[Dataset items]
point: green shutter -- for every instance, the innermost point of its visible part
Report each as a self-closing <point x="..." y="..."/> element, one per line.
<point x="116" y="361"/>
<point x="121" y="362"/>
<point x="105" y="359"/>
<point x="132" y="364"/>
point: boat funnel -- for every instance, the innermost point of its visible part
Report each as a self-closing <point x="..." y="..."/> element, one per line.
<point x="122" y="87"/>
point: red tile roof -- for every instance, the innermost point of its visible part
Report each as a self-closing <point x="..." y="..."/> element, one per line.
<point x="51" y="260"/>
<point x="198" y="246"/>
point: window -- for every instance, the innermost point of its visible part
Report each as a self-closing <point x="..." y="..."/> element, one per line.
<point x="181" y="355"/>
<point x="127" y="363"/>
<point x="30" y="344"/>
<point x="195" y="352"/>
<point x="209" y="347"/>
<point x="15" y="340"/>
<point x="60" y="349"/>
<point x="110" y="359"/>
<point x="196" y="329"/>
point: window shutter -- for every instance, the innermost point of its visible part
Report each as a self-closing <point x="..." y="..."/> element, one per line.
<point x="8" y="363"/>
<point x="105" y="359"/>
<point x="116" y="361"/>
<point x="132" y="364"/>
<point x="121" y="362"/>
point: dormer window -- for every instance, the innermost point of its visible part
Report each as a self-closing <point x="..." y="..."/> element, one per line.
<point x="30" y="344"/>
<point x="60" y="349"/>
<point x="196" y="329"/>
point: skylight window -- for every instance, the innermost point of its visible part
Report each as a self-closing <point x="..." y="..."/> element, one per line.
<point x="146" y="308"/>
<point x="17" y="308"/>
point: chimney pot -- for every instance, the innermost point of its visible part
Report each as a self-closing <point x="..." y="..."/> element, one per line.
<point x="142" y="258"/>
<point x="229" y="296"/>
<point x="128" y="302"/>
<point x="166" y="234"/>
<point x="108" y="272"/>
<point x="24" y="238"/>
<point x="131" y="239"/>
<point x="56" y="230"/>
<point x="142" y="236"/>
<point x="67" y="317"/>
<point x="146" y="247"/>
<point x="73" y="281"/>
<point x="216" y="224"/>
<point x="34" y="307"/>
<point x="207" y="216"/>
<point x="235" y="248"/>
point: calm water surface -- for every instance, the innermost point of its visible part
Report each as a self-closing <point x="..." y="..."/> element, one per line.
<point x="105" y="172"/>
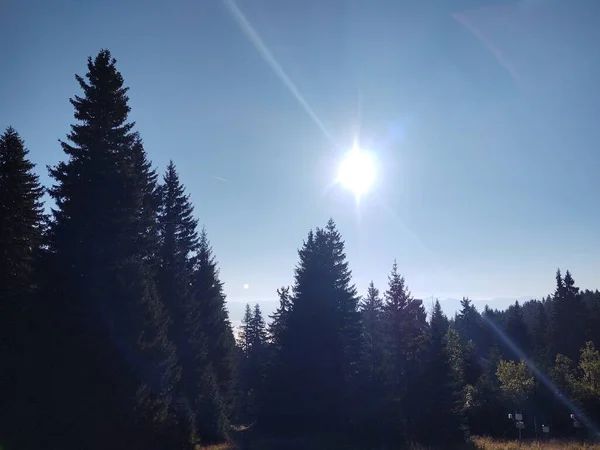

Task details: Please render all of the lines above as a JSON list of strings, with one string for each line. Skip blank lines and leave the pictures out.

Final result:
[
  "point: green shutter -- for every instance, the innermost point of its visible part",
  "Report each as a self-closing <point x=\"...\" y=\"...\"/> element, one per line.",
  "<point x=\"116\" y=\"361\"/>",
  "<point x=\"121\" y=\"362\"/>",
  "<point x=\"105\" y=\"359\"/>",
  "<point x=\"132\" y=\"364\"/>",
  "point: boat funnel -- for every instance, the innermost point of its visible part",
  "Report each as a self-closing <point x=\"...\" y=\"...\"/> element, one per line.",
  "<point x=\"122\" y=\"87\"/>",
  "point: red tile roof -- for every instance, the innermost point of its visible part",
  "Report each as a self-closing <point x=\"...\" y=\"...\"/> element, one per line.",
  "<point x=\"51\" y=\"260\"/>",
  "<point x=\"198\" y=\"246\"/>",
  "point: window -- for every instance, the innermost point of its visible part",
  "Report each as a self-closing <point x=\"...\" y=\"...\"/> element, one per line.",
  "<point x=\"181\" y=\"355\"/>",
  "<point x=\"127\" y=\"363\"/>",
  "<point x=\"30\" y=\"344\"/>",
  "<point x=\"195\" y=\"352\"/>",
  "<point x=\"209\" y=\"347\"/>",
  "<point x=\"15\" y=\"340\"/>",
  "<point x=\"60\" y=\"349\"/>",
  "<point x=\"110\" y=\"359\"/>",
  "<point x=\"196\" y=\"329\"/>",
  "point: window shutter -- for every instance, the innermost point of its visible part",
  "Report each as a self-closing <point x=\"...\" y=\"...\"/> element, one per line.",
  "<point x=\"8\" y=\"363\"/>",
  "<point x=\"105\" y=\"359\"/>",
  "<point x=\"116\" y=\"361\"/>",
  "<point x=\"132\" y=\"364\"/>",
  "<point x=\"121\" y=\"362\"/>",
  "point: dormer window -- for every instance, the innermost point of its visible part",
  "Report each as a self-closing <point x=\"...\" y=\"...\"/> element, one per line.",
  "<point x=\"30\" y=\"344\"/>",
  "<point x=\"60\" y=\"349\"/>",
  "<point x=\"196\" y=\"329\"/>",
  "point: skylight window -- for every instance, the innermost point of its visible part",
  "Report each as a self-closing <point x=\"...\" y=\"...\"/> element, one per line.",
  "<point x=\"146\" y=\"308\"/>",
  "<point x=\"17\" y=\"308\"/>",
  "point: chimney pot -- for every instance, the innermost point of its visible part",
  "Report each as a self-closing <point x=\"...\" y=\"...\"/> element, one per line.",
  "<point x=\"142\" y=\"258\"/>",
  "<point x=\"229\" y=\"296\"/>",
  "<point x=\"128\" y=\"302\"/>",
  "<point x=\"166\" y=\"234\"/>",
  "<point x=\"108\" y=\"272\"/>",
  "<point x=\"24\" y=\"238\"/>",
  "<point x=\"131\" y=\"239\"/>",
  "<point x=\"56\" y=\"230\"/>",
  "<point x=\"142\" y=\"236\"/>",
  "<point x=\"67\" y=\"317\"/>",
  "<point x=\"146\" y=\"247\"/>",
  "<point x=\"73\" y=\"281\"/>",
  "<point x=\"216\" y=\"224\"/>",
  "<point x=\"34\" y=\"307\"/>",
  "<point x=\"207\" y=\"216\"/>",
  "<point x=\"235\" y=\"248\"/>",
  "point: calm water surface -- for every instance, the innermost point of its visible part",
  "Report each as a self-closing <point x=\"...\" y=\"...\"/> element, one per line.",
  "<point x=\"105\" y=\"172\"/>"
]